## [Assignment]
Please decide whether each statement agrees with the passage on snake venom research, and give yes or no with the deciding words from the passage quoted exactly. (a) The tiger snake antivenom was the first to enter clinical use in Australia. (b) Kellaway was elected a Fellow of the Royal Society in 1950. (c) Kellaway discovered the "slow reacting substance" of anaphylaxis on his own.

## [Selected extract]

In the lab he applied the techniques he had learned in London to analyse the pharmacology of snake venoms. His international reputation was sealed with his “masterly” work with Neil Hamilton Fairley on snakebite eventually leading to his 1940 Fellowship of the Royal Society. The work led to a collaboration with the Commonwealth Serum Laboratories to manufacture tiger snake antivenom —the first to enter clinical use in Australia. It was put to good use when a snake Kellaway had been milking bit him.
Towards the end of the 1930s, he began to use venoms as a tool to investigate tissue damage. His most profound contribution to experimental physiology is his discovery, along with Everton Trethewie and Wilhelm Feldberg, of the liberation of “slow reacting substance” of anaphylaxis that caused a prolonged contraction of smooth muscle. Fifty years later this work founded new discoveries in asthma treatment.

## [Stored data entries]

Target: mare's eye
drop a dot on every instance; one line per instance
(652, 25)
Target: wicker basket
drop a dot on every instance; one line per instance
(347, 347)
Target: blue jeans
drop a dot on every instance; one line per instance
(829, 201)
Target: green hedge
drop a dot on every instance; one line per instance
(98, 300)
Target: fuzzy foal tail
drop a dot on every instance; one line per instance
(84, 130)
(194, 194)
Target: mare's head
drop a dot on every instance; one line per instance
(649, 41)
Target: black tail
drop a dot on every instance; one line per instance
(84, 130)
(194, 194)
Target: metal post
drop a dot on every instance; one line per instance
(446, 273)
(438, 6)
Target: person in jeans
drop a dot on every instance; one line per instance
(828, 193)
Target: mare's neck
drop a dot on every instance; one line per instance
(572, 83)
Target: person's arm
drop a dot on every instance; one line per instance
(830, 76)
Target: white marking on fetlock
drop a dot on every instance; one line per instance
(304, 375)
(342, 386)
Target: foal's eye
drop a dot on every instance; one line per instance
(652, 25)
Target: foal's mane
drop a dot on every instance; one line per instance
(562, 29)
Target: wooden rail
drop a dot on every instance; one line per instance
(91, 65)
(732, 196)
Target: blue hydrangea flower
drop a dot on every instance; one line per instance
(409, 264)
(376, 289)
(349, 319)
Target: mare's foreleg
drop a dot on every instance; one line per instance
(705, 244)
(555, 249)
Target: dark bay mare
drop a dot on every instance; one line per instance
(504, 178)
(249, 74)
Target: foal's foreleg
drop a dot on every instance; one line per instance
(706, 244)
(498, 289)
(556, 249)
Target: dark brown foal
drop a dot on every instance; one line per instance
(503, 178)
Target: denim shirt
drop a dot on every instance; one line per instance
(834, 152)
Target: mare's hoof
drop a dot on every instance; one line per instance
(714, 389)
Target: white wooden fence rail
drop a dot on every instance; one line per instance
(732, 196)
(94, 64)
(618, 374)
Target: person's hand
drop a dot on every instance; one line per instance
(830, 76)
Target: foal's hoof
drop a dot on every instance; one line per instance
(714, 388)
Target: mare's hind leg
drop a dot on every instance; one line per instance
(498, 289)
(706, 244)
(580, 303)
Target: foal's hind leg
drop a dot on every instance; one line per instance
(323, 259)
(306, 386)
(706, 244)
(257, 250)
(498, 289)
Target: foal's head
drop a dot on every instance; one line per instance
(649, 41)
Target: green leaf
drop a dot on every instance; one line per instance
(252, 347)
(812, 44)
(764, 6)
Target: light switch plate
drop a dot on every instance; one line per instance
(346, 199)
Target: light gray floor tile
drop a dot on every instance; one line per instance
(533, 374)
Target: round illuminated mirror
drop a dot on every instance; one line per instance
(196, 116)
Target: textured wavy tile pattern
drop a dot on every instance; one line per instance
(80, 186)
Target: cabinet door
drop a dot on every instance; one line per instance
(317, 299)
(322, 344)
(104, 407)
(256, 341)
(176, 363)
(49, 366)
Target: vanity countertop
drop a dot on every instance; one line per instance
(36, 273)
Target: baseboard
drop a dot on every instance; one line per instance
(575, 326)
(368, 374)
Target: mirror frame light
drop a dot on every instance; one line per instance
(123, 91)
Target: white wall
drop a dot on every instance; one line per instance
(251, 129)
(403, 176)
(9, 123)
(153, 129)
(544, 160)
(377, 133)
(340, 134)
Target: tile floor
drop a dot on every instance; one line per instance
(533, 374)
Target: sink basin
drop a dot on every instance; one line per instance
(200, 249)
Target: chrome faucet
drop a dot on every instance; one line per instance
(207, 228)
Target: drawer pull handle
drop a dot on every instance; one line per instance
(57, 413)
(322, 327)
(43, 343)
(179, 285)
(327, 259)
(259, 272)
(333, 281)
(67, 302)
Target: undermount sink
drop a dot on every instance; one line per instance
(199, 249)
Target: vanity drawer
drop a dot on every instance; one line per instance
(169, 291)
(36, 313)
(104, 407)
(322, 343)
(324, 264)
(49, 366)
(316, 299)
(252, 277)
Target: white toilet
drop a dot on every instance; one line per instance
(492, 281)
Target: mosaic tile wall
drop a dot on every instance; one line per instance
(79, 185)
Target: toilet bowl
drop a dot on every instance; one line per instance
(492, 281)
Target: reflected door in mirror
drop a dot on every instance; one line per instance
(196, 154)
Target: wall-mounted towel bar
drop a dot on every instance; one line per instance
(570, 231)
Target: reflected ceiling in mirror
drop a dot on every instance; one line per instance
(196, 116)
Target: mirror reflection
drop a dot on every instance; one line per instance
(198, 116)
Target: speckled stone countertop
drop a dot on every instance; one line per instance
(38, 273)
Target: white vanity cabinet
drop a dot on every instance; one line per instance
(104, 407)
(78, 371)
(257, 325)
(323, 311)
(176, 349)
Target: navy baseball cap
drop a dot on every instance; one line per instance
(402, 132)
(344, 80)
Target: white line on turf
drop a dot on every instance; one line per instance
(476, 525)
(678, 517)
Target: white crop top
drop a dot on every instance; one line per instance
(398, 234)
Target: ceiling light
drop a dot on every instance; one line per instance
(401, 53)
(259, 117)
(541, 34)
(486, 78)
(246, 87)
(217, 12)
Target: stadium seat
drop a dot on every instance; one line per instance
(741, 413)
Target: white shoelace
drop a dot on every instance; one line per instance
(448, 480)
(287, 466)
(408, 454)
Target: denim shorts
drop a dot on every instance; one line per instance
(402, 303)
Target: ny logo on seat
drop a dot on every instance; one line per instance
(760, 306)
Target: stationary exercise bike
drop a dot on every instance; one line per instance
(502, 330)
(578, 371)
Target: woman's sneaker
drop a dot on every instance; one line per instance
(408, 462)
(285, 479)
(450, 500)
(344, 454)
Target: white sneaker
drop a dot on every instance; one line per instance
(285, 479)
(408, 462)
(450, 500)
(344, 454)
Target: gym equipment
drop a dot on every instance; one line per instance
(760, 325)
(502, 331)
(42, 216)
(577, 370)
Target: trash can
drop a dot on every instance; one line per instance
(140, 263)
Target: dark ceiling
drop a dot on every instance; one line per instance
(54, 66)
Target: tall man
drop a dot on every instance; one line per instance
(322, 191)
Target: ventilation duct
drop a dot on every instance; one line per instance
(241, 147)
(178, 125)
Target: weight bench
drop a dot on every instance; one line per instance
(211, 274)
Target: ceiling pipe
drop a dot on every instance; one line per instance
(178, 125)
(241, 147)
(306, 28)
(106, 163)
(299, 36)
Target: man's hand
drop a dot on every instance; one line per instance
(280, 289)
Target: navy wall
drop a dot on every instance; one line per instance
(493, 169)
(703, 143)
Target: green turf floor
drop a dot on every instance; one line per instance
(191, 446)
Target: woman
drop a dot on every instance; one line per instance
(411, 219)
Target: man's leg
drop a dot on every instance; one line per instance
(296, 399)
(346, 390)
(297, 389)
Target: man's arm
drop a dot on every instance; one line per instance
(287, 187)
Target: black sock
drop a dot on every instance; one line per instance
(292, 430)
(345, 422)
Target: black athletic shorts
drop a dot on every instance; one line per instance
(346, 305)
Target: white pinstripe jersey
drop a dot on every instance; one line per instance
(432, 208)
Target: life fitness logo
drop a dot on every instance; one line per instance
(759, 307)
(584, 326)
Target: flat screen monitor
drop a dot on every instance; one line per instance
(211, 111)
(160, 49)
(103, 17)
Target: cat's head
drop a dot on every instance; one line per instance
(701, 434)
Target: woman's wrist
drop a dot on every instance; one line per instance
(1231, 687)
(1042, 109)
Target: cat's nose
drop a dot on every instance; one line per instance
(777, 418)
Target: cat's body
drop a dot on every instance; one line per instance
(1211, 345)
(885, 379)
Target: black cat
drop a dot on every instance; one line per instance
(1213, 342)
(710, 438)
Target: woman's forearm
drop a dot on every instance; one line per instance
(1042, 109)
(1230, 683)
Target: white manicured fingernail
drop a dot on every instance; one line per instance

## [Result below]
(a) Yes: "the first to enter clinical use in Australia"
(b) No: "his 1940 Fellowship of the Royal Society"
(c) No: "along with Everton Trethewie and Wilhelm Feldberg"